───── Exercise materials ─────

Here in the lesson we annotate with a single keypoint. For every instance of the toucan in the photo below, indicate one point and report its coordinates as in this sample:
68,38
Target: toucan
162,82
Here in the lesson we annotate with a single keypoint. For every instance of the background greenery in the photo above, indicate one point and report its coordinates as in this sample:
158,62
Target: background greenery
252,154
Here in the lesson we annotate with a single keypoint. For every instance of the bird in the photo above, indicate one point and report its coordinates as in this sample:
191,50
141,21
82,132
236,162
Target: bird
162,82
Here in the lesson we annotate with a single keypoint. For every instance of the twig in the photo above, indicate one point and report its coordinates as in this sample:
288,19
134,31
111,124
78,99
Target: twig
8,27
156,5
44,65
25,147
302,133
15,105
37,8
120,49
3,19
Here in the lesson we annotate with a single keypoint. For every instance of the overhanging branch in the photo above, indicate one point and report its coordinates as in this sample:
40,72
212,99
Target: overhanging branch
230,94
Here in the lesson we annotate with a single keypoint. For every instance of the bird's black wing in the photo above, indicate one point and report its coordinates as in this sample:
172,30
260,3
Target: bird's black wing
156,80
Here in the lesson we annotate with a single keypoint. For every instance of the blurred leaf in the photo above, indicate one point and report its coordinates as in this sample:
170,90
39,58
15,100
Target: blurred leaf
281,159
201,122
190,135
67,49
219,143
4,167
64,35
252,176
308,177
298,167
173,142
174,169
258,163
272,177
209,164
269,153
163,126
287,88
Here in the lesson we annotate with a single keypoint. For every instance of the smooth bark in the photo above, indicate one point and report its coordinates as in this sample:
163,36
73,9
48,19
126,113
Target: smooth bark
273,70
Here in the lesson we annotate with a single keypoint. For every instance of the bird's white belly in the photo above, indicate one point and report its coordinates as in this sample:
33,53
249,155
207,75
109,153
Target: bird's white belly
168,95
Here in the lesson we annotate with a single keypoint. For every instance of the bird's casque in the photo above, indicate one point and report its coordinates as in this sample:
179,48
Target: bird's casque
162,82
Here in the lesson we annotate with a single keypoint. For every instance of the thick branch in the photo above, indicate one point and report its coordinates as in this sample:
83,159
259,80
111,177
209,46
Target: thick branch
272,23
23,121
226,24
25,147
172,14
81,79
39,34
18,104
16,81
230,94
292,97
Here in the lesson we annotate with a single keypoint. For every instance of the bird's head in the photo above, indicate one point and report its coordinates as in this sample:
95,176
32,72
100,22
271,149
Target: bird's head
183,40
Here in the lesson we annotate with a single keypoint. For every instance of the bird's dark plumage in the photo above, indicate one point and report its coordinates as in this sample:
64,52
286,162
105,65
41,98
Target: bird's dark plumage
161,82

─────

The lines to quote run from the one containing "Target: bird's head" through the final line of the material above; please give them exactly, both ends included, and nothing else.

Target: bird's head
183,40
Here in the lesson we annotate with a single keypoint. For every instance of the bird's dark plumage in the photo above, indicate one point and report its coordinates as in this sample:
64,52
286,162
105,65
41,98
Target: bird's dark plumage
161,82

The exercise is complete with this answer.